TEXT FOR ANALYSIS ▸
= = = = = = =

LRDC and the Brain Institute

The Learning Research and Development Center (LRDC) is an internationally renown center for research on learning and education, spanning basic academic domains of reading and mathematics, and extending to innovative research in educational technology, social and motivational aspects of learning, and cognitive neuroscience. Advances in human brain imaging have allowed LRDC researchers to study the functional networks of the brain that support learning, including reading, mathematical understanding, and language learning. From lab-based studies of learning to read in a second language to iPad displays of connections inside the brain, LRDC has developed a strong research component that reflects the importance of understanding the brain bases of learning.

Current Researchers

Marc Coutanche

Julie Fiez

Melissa Libertus

Charles Perfetti, Director, LRDC

Walter Schneider

Christian Schunn

Natasha Tokowicz

Tessa Warren

Nora Presson

Advances in human brain imaging have allowed LRDC researchers to study the functional networks of the brain that support learning, including reading, mathematical understanding, and language learning.

= = = = = = =

Referring expression pointing data ▸
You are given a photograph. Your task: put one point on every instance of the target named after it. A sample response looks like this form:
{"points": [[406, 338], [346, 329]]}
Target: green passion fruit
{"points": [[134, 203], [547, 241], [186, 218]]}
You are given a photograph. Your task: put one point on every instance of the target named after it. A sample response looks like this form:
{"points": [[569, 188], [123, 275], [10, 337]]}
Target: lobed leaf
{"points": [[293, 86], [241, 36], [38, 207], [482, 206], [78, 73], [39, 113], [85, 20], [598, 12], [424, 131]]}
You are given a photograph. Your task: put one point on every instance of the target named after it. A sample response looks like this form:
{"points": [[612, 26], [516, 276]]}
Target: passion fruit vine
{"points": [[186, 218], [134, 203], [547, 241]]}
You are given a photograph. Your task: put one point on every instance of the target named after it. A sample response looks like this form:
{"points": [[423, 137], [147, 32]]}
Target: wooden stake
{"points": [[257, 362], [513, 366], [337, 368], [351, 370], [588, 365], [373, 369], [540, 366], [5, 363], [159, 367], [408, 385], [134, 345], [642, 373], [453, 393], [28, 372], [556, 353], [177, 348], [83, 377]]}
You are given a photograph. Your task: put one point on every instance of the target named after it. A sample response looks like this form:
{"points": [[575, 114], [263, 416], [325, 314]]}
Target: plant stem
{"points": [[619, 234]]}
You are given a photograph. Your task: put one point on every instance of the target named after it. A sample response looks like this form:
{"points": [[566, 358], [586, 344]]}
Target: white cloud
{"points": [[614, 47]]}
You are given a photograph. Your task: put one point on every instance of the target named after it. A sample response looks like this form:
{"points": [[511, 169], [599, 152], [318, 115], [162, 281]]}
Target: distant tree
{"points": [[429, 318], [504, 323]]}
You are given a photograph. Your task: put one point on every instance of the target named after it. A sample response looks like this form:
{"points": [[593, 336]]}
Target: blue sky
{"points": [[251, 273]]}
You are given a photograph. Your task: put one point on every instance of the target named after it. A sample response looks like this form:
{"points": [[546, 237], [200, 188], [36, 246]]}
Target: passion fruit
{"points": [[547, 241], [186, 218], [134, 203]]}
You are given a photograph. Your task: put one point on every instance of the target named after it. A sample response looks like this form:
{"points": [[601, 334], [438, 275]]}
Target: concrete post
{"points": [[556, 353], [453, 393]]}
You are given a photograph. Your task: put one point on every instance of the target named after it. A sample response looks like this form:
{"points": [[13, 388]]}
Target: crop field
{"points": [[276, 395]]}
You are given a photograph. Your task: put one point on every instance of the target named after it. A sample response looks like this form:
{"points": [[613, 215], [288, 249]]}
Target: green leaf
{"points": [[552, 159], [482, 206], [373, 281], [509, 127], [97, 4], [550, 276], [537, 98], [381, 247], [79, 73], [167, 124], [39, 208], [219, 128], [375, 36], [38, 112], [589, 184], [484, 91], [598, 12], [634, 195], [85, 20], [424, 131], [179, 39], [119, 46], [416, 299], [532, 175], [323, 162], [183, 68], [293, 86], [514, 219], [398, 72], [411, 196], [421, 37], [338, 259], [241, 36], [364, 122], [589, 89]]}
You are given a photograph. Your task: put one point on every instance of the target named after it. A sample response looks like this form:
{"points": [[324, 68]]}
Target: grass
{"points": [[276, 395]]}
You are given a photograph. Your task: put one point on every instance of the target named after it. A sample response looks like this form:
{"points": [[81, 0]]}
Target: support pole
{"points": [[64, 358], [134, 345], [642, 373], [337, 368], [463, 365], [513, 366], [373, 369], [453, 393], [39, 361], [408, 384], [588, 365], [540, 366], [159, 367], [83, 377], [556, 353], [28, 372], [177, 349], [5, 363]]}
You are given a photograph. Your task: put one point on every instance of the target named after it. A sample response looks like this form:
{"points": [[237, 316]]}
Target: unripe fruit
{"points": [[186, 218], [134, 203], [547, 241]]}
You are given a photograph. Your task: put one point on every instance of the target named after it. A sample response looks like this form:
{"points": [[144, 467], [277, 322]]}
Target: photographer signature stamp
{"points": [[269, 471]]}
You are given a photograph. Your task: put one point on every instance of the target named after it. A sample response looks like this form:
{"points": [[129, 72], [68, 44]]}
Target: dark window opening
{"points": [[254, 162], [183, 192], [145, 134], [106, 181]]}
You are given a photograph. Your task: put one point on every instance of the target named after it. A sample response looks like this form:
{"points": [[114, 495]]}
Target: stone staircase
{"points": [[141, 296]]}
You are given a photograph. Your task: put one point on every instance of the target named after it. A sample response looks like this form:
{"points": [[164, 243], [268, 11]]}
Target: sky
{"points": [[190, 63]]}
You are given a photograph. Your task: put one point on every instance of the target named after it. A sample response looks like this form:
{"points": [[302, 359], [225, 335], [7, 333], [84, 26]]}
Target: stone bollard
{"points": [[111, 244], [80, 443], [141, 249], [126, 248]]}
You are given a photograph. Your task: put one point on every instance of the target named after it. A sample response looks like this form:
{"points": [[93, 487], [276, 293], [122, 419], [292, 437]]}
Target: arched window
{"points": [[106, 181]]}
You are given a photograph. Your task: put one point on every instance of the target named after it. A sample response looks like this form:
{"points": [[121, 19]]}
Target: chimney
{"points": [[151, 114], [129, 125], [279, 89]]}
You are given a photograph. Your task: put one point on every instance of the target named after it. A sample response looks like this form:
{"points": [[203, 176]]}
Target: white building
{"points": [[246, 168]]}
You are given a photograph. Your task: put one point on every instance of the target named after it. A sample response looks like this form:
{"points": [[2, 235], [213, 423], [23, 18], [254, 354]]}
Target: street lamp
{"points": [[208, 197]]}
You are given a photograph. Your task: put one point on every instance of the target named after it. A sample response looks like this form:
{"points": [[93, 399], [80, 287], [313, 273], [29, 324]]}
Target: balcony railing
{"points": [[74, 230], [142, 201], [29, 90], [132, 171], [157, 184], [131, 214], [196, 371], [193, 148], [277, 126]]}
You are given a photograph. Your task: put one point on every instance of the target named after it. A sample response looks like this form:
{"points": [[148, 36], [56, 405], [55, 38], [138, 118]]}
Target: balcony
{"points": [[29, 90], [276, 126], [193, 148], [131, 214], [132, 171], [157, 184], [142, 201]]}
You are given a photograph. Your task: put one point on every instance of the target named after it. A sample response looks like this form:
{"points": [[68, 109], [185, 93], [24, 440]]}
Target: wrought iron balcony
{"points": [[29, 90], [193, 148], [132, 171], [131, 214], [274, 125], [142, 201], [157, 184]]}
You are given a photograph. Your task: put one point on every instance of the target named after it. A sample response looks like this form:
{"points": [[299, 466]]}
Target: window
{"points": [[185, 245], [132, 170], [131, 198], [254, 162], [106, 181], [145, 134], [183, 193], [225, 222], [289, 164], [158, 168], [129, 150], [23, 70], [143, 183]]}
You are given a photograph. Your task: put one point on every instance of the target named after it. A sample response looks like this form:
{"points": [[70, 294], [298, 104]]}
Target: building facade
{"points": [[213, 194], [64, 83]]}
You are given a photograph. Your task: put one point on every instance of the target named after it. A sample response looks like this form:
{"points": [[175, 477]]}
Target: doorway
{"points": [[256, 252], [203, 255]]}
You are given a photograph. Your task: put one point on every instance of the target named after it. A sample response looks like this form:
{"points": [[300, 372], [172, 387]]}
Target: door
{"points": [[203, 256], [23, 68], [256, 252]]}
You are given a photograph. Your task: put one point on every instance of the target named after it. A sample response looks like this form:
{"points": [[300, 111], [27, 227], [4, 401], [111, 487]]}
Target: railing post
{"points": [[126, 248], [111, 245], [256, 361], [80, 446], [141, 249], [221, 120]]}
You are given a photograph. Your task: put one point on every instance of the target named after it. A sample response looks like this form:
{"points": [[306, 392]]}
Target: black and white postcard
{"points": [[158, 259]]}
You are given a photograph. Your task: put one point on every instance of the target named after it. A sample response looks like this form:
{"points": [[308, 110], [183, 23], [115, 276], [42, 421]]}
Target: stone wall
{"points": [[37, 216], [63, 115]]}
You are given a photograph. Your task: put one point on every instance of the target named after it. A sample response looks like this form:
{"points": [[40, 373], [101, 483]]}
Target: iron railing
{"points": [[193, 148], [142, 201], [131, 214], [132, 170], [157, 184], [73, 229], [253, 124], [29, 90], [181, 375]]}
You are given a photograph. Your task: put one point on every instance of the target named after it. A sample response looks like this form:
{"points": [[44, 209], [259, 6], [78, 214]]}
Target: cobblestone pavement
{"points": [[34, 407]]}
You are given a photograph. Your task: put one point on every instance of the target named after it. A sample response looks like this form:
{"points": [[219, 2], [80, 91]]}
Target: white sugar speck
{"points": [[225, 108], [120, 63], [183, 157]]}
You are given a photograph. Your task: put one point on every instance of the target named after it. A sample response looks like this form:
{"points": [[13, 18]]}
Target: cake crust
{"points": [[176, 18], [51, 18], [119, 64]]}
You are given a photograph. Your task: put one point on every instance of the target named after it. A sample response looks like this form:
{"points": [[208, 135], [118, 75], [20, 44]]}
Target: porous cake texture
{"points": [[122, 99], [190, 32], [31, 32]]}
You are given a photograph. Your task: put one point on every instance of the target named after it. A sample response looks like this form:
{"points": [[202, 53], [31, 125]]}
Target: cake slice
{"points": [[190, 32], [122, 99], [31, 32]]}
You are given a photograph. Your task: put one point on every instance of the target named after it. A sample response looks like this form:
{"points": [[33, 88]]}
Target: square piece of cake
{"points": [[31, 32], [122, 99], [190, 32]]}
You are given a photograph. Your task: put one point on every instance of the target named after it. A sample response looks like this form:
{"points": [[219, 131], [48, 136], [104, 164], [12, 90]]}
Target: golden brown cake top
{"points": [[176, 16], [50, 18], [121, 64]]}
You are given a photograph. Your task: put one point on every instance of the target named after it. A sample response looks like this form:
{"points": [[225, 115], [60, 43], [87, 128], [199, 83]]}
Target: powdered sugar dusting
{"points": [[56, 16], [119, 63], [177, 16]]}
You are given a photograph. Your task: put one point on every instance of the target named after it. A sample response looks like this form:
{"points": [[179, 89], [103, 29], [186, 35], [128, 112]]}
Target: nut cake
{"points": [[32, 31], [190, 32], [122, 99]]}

= = = = = = =

BRIEF 1 ▸
On the LRDC page, who is named as the director of LRDC?
BRIEF 2 ▸
Repeat the passage of the LRDC page word for word, starting at the words "The Learning Research" and stopping after "bases of learning.".

WRITTEN SOLUTION 1 ▸
Charles Perfetti

WRITTEN SOLUTION 2 ▸
The Learning Research and Development Center (LRDC) is an internationally renown center for research on learning and education, spanning basic academic domains of reading and mathematics, and extending to innovative research in educational technology, social and motivational aspects of learning, and cognitive neuroscience. Advances in human brain imaging have allowed LRDC researchers to study the functional networks of the brain that support learning, including reading, mathematical understanding, and language learning. From lab-based studies of learning to read in a second language to iPad displays of connections inside the brain, LRDC has developed a strong research component that reflects the importance of understanding the brain bases of learning.